* **Given problem**: Copy the lines of the records below, from the line with "Where can the tree be" through the end of the records, leaving out the pictures.

* **Stored records**:

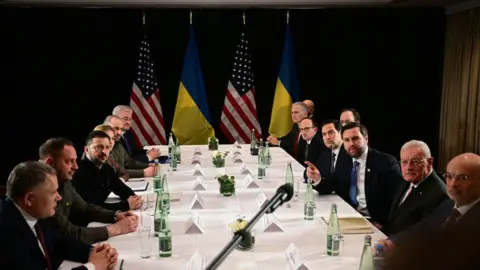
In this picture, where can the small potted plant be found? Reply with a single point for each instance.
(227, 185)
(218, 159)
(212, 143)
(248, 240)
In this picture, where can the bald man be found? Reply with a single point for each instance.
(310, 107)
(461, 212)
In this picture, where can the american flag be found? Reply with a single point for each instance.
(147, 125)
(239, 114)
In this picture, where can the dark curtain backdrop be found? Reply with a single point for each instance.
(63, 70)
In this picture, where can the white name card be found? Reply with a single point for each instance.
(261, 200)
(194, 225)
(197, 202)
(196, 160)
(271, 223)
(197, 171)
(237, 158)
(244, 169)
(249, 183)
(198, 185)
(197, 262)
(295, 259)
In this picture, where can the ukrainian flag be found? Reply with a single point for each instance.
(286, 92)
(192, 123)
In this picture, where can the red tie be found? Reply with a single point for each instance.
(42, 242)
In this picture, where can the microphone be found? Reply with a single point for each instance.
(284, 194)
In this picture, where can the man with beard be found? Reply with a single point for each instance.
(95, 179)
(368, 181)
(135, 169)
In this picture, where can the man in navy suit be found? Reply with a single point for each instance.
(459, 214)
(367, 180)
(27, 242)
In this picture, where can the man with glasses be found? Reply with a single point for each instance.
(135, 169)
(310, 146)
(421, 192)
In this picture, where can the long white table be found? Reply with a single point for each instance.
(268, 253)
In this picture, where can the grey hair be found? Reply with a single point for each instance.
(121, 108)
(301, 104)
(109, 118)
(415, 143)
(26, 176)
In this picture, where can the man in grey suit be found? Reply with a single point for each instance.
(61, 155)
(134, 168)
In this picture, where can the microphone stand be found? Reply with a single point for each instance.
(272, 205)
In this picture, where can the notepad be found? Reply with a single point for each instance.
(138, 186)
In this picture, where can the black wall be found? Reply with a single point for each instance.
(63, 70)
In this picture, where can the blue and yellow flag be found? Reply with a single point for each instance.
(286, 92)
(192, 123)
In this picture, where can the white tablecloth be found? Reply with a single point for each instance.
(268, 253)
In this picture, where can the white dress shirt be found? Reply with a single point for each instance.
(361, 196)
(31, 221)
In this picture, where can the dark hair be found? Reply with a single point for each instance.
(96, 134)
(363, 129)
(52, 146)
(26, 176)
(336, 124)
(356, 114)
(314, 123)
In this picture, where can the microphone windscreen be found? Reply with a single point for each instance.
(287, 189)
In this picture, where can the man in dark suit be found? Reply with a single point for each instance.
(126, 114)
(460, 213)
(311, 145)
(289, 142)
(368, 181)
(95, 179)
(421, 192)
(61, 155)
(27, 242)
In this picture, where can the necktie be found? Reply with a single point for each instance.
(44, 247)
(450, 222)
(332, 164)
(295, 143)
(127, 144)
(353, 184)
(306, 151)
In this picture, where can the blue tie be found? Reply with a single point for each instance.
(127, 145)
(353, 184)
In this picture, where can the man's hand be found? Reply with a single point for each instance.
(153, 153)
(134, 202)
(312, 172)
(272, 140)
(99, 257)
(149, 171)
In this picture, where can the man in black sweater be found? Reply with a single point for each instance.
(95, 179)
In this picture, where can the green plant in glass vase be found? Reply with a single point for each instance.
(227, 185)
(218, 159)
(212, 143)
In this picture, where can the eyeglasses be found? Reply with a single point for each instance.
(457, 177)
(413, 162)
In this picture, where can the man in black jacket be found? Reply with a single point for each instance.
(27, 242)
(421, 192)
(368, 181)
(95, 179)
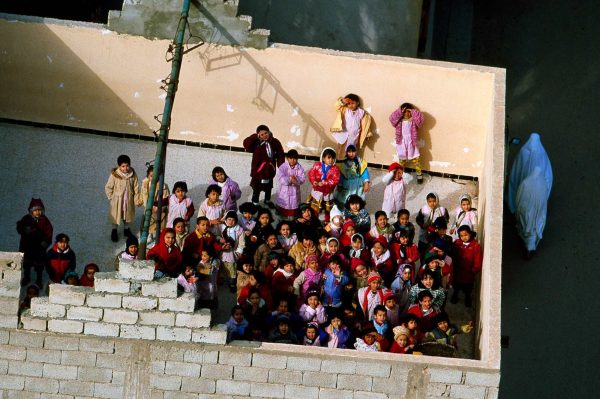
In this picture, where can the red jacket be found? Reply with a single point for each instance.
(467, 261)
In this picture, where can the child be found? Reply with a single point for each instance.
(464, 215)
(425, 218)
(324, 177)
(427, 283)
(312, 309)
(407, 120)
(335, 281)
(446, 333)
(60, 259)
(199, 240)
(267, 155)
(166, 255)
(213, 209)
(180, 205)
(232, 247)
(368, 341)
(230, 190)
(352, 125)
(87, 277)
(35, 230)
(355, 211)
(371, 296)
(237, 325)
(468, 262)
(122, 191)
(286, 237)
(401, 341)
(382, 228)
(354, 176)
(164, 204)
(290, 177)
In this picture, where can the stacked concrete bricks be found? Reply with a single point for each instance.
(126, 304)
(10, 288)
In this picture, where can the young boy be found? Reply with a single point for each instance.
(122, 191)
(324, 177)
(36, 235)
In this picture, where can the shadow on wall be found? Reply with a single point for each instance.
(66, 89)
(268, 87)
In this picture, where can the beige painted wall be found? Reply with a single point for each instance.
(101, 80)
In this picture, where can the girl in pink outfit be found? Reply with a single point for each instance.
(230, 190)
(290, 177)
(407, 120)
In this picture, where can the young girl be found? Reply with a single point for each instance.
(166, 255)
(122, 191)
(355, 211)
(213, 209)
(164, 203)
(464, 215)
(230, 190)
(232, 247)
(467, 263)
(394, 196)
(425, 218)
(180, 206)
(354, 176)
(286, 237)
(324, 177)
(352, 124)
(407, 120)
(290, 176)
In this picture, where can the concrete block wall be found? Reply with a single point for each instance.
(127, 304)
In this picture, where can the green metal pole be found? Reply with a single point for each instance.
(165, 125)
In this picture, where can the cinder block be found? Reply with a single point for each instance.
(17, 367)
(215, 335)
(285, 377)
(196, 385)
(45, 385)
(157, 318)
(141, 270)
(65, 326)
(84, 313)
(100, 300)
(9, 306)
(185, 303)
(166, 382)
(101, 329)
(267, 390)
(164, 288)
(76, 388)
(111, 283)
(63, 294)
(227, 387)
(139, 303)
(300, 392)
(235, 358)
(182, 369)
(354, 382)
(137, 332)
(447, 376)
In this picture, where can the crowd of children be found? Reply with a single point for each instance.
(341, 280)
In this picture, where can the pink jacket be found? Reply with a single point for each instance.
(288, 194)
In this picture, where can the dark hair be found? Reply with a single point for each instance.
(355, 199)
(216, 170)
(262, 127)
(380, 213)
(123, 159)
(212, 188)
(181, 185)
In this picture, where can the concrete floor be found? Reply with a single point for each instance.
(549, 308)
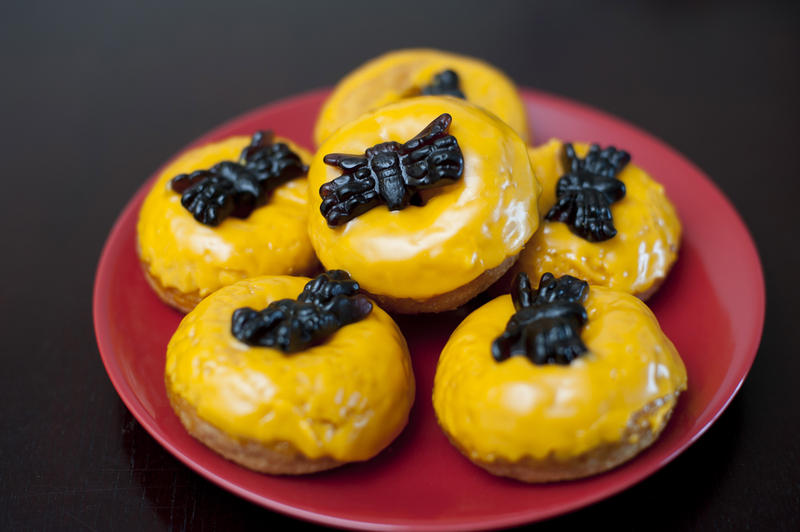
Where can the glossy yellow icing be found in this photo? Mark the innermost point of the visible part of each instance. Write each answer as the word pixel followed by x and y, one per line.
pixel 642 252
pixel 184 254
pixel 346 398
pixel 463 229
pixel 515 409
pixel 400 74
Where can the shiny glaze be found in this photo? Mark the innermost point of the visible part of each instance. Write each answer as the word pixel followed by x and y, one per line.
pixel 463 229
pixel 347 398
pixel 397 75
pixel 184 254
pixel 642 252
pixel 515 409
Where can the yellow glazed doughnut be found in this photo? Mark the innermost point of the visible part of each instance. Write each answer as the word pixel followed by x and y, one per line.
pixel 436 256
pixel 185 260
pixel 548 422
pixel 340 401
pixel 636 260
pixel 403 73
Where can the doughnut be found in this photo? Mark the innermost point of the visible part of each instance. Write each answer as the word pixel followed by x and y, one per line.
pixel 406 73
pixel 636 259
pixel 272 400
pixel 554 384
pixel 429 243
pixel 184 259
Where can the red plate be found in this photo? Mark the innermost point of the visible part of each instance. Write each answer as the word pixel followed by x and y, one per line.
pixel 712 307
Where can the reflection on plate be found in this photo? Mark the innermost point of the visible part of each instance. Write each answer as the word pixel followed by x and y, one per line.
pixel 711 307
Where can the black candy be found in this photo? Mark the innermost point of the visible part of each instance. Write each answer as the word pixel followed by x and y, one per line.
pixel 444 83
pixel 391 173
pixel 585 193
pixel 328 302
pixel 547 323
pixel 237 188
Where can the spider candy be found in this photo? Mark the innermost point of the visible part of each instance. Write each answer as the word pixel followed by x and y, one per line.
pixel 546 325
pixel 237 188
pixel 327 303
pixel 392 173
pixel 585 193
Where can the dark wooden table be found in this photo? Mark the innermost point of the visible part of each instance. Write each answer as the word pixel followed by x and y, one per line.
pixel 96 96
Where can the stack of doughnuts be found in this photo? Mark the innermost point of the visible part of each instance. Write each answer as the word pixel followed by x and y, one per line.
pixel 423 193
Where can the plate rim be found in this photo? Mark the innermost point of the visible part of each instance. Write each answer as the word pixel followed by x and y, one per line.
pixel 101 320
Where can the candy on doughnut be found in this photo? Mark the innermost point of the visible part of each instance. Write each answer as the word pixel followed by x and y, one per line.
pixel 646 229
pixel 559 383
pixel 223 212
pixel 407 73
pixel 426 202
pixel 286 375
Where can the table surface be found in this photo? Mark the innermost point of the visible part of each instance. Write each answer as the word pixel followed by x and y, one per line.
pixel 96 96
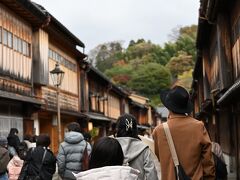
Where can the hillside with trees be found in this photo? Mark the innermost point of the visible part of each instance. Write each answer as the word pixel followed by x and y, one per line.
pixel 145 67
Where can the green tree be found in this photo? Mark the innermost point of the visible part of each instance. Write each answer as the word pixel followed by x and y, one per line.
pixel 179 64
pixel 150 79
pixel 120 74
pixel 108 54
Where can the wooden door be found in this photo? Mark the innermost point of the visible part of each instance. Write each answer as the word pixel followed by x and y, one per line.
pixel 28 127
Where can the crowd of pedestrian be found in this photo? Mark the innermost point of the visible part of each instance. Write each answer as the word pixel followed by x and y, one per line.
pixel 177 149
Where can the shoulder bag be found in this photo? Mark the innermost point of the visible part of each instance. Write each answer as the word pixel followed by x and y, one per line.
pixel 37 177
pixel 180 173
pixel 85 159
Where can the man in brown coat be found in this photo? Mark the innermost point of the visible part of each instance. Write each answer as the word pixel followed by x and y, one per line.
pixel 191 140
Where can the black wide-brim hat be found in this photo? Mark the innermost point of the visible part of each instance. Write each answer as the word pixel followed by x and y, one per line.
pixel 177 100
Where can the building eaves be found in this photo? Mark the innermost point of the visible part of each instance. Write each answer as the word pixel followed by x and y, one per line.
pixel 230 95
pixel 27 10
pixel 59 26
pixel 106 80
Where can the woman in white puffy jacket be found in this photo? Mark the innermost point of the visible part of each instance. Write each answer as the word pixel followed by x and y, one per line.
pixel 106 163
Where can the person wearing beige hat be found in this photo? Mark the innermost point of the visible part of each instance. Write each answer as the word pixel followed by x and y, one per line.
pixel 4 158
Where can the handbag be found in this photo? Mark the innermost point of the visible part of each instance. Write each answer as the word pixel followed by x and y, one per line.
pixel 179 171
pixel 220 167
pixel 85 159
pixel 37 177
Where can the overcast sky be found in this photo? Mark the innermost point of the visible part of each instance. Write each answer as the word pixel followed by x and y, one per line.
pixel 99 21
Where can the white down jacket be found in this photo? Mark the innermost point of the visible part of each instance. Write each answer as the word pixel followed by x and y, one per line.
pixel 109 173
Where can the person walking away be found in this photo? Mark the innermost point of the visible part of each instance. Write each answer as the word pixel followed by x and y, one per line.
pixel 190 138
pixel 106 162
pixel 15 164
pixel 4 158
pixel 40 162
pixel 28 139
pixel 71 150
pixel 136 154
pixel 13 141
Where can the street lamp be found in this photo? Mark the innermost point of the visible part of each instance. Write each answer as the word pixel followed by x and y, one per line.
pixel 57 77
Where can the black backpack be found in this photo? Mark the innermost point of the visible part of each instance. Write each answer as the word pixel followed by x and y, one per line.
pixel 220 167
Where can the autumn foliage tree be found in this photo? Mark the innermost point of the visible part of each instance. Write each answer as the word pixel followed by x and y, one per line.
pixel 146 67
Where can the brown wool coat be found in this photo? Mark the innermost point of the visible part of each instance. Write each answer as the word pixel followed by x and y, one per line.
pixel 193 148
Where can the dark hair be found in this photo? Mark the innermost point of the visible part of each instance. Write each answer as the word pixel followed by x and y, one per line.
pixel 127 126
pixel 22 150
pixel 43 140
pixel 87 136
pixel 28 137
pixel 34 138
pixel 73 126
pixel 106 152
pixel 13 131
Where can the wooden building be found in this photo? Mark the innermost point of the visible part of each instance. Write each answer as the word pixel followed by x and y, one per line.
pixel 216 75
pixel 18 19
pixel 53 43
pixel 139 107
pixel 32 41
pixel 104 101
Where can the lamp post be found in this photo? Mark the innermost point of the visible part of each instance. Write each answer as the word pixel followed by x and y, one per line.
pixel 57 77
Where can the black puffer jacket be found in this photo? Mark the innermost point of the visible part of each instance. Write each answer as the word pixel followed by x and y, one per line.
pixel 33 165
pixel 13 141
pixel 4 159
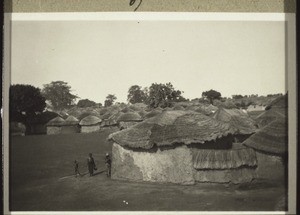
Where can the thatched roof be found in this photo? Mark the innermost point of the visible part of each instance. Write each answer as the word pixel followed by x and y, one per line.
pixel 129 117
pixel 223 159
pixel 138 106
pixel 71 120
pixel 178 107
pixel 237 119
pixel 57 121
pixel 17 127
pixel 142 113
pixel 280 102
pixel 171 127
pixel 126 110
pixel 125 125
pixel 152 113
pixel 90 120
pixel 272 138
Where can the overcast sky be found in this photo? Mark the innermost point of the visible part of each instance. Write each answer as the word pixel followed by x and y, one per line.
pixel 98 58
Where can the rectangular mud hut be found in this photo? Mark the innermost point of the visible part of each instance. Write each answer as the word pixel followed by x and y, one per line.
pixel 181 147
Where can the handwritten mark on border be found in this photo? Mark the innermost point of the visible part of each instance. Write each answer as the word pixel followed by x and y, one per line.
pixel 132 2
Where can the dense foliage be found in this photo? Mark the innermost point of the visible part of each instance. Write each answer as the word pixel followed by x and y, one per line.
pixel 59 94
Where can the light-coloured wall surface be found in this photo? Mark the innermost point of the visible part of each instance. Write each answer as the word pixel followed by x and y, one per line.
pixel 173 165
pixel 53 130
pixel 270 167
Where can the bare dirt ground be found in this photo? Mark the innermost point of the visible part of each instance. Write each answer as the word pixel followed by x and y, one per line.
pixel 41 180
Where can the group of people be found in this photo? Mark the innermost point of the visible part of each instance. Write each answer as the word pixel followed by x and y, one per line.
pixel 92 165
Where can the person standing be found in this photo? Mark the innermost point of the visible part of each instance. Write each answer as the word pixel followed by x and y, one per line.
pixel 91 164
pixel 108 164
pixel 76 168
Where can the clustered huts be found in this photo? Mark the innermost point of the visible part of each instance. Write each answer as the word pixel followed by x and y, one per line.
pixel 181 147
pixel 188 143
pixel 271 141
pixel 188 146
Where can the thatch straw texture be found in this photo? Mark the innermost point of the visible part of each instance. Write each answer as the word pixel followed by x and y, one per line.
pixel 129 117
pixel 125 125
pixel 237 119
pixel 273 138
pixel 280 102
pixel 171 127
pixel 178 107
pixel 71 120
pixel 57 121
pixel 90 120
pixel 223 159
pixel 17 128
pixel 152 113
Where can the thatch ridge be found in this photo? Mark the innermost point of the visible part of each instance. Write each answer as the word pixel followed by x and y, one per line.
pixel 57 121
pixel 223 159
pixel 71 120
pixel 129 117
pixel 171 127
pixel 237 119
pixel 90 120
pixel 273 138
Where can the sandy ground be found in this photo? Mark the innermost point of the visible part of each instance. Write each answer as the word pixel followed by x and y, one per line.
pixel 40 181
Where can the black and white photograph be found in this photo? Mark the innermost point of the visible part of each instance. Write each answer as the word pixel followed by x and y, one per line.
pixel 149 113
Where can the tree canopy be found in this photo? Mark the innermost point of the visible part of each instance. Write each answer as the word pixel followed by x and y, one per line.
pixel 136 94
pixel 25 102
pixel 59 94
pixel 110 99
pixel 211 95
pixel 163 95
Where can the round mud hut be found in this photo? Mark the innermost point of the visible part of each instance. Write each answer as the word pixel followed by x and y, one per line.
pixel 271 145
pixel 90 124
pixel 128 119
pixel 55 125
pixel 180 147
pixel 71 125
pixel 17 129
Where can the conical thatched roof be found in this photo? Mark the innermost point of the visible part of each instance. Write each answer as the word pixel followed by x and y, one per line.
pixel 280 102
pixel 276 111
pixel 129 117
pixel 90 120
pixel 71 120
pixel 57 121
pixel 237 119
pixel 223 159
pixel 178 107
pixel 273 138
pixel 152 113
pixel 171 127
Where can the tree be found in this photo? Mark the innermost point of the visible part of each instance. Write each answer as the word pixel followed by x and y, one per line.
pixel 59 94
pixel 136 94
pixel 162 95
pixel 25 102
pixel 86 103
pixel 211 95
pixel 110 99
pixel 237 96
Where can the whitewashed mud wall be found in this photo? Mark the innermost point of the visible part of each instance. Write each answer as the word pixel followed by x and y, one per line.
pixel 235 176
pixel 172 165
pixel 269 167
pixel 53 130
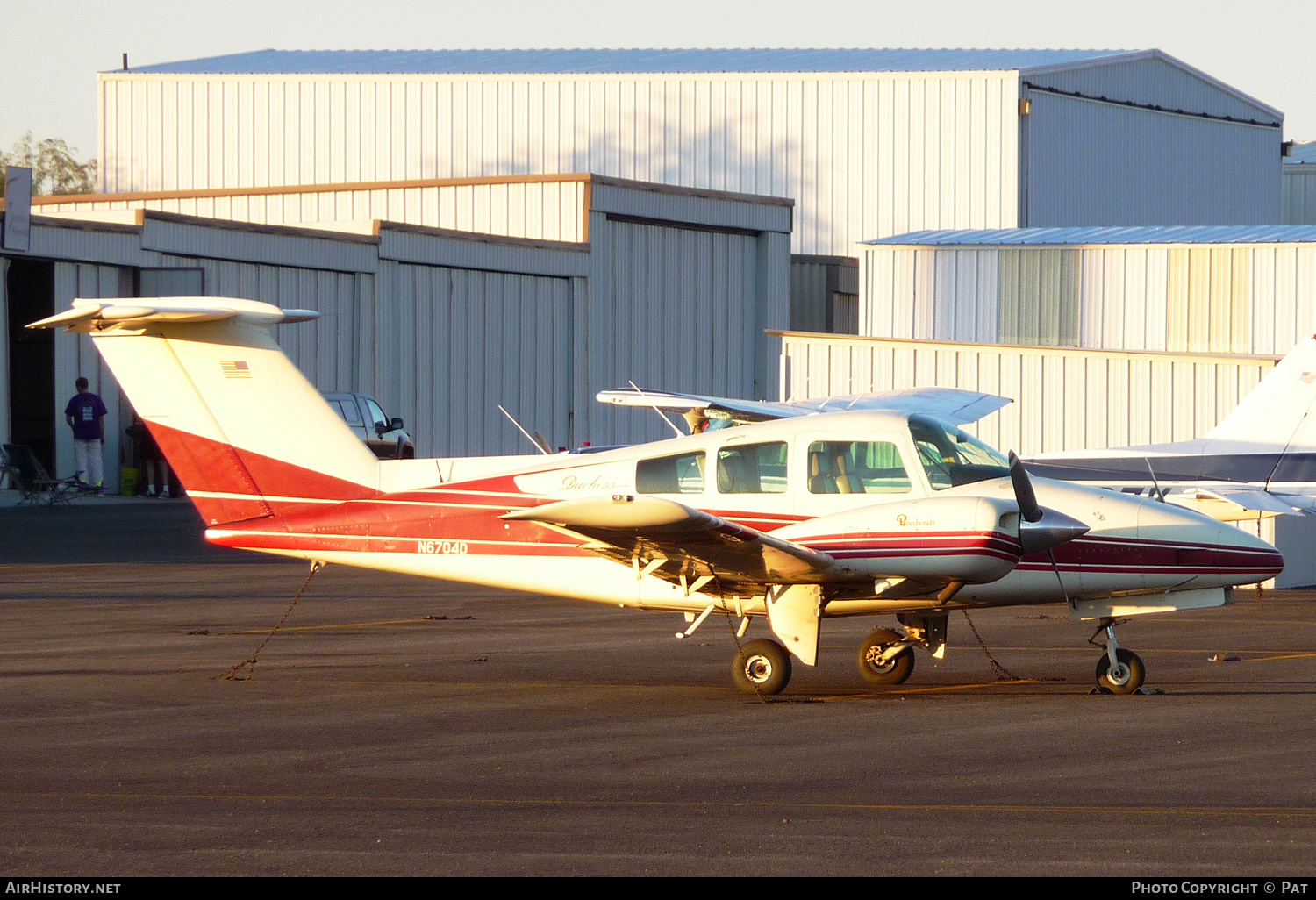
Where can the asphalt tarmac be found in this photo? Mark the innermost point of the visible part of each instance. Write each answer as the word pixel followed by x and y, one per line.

* **The answer**:
Where can the tree be found in this photo? Mark the innermost point of the visible part of each instance. Write each answer as the word pixel followed by x and y, one per line.
pixel 59 94
pixel 136 94
pixel 162 95
pixel 25 102
pixel 86 103
pixel 211 95
pixel 110 99
pixel 237 96
Where can the whitewashed mud wall be found in this photo? Mark the innermost point of the visible part of each instance. Write each answer as the word pixel followed by x and y, one per line.
pixel 235 176
pixel 172 165
pixel 269 167
pixel 53 130
Where can the asphalt tarmac be found in this photo? Mark the innermost point of the visible part of each instance. Write each answer as the word pixel followed by x and y, one per line.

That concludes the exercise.